Gather every line of the entries below that contains the string "Return", treating uppercase and lowercase letters as distinct.

Start of LISTING

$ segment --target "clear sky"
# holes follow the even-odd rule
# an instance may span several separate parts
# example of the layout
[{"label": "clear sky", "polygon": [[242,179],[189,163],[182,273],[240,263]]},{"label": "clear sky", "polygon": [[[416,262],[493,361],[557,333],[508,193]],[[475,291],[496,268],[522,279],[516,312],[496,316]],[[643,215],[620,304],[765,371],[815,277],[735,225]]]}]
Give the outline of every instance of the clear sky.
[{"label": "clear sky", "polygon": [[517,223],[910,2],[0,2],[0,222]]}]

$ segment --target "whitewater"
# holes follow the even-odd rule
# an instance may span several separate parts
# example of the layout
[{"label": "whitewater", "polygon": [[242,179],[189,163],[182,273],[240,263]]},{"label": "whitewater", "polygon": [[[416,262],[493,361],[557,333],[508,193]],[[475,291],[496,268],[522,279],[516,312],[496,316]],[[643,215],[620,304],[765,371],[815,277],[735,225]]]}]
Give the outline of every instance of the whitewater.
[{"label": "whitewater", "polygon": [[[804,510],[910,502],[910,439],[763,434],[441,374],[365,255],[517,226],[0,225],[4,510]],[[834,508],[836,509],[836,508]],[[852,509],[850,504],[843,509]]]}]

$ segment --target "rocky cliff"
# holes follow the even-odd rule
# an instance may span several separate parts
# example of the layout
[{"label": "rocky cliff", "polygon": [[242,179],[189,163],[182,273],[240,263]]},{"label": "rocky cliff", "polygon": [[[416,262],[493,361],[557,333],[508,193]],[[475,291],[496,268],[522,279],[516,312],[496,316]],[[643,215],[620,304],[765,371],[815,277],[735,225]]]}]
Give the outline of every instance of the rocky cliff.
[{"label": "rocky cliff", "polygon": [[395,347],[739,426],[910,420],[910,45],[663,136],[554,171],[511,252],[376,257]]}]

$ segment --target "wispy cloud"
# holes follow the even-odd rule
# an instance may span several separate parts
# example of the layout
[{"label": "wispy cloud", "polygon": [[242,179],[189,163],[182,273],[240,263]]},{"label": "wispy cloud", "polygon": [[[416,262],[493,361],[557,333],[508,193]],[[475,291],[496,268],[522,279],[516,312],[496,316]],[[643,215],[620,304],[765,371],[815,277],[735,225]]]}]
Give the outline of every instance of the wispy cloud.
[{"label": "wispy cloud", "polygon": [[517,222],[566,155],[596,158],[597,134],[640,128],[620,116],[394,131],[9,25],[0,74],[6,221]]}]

End of LISTING
Start of LISTING

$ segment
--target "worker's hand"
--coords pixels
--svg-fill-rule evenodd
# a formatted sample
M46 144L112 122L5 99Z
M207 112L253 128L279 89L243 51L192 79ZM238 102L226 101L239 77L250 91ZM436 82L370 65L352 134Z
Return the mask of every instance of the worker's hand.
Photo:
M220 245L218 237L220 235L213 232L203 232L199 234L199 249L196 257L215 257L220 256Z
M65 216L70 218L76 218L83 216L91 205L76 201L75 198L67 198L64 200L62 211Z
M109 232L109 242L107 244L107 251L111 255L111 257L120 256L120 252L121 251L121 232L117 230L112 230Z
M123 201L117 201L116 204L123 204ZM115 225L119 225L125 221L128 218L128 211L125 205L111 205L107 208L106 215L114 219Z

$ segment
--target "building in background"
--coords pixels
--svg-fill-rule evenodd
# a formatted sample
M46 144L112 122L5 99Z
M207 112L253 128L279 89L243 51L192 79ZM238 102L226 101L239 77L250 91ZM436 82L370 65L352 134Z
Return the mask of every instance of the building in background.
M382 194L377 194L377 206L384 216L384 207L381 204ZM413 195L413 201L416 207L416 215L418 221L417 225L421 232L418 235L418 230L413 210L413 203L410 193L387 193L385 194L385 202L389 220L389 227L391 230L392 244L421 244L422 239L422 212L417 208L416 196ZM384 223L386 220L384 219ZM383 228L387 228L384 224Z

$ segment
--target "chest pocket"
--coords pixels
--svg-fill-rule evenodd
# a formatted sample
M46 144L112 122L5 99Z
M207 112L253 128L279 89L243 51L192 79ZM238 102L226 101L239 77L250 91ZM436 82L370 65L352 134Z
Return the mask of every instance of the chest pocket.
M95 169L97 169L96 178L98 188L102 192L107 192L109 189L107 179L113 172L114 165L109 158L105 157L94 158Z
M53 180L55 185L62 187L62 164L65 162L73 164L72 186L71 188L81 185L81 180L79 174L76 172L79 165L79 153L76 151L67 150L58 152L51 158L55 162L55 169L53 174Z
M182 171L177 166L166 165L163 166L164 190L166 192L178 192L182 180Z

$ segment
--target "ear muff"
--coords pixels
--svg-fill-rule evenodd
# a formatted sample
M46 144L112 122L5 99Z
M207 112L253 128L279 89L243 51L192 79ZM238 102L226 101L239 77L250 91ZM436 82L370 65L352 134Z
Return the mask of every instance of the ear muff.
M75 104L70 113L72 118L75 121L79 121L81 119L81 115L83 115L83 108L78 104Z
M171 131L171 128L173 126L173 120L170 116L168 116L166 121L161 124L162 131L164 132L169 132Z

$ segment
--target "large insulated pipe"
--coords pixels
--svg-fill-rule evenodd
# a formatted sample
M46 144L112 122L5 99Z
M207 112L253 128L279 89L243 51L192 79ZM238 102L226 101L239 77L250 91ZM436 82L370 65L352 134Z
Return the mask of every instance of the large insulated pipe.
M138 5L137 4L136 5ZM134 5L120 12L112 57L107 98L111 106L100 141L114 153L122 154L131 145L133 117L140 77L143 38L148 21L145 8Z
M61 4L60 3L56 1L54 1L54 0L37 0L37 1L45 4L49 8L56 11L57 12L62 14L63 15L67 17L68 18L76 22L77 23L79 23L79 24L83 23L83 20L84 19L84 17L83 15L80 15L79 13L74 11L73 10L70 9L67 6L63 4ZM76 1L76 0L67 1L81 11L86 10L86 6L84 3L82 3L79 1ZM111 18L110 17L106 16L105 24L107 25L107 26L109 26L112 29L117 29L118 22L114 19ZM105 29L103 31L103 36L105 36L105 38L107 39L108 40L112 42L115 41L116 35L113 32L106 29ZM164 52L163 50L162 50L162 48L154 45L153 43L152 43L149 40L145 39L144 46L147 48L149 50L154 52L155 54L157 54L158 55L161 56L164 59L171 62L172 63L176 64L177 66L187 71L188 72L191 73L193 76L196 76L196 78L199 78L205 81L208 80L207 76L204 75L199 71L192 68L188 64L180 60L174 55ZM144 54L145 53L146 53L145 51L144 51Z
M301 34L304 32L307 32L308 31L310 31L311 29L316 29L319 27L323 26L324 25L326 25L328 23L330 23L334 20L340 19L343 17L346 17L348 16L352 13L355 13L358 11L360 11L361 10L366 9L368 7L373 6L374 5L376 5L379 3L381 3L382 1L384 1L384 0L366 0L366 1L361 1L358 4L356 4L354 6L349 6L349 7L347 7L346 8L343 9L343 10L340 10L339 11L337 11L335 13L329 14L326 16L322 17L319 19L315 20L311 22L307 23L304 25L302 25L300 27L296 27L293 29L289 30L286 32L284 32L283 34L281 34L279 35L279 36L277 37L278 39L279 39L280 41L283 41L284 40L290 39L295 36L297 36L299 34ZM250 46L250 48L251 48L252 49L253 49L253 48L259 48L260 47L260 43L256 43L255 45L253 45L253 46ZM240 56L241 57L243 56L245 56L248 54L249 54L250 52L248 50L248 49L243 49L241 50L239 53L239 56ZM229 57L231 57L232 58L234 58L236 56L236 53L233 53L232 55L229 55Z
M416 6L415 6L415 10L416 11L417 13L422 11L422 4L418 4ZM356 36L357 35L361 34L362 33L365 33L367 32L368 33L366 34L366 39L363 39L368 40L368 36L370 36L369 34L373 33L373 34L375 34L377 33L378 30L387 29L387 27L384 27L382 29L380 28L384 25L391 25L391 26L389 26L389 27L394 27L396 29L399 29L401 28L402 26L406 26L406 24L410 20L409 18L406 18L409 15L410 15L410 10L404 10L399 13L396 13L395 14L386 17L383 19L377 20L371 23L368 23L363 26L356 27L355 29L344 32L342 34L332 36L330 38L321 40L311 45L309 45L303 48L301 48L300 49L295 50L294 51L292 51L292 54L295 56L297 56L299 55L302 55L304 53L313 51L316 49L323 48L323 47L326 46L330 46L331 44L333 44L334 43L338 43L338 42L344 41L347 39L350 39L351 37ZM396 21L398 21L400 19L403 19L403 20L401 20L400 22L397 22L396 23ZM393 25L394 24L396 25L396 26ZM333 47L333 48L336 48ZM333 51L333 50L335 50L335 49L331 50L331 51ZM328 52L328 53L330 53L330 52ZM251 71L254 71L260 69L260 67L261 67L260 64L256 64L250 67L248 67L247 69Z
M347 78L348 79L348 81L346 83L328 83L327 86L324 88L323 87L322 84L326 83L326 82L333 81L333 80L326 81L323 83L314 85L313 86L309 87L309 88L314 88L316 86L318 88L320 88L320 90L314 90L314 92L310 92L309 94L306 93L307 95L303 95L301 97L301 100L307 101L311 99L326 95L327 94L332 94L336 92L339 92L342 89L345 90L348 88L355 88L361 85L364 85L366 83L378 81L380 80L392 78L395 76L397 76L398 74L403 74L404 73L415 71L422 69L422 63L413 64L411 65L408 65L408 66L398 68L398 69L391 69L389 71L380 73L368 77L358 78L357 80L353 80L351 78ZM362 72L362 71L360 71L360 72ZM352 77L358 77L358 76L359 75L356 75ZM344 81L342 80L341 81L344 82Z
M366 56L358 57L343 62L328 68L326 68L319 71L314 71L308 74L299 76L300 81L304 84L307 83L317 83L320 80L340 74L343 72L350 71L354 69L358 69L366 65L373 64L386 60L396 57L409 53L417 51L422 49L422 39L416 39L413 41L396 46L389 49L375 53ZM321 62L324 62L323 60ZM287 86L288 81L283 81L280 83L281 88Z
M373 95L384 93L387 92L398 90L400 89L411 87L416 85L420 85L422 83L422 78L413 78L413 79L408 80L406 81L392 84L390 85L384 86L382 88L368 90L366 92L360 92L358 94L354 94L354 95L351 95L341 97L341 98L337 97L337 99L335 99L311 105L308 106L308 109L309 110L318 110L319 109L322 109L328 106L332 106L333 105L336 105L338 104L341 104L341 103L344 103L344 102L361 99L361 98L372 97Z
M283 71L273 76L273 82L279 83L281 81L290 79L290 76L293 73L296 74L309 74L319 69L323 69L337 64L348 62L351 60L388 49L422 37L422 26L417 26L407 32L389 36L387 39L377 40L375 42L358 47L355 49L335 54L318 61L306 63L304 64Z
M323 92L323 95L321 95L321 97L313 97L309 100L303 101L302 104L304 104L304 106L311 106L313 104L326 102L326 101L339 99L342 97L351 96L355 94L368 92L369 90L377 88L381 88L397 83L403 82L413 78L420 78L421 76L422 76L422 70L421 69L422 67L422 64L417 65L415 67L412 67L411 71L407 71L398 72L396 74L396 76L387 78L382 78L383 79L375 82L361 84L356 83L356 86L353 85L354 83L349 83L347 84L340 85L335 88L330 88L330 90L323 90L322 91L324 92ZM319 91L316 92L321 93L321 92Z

End of LISTING

FINISHED ANSWER:
Return the mask of every instance of the worker's hand.
Return the mask of every instance of the building in background.
Return the mask of every instance of the chest pocket.
Return the mask of every instance of the ear muff.
Return the mask of every instance of the large insulated pipe.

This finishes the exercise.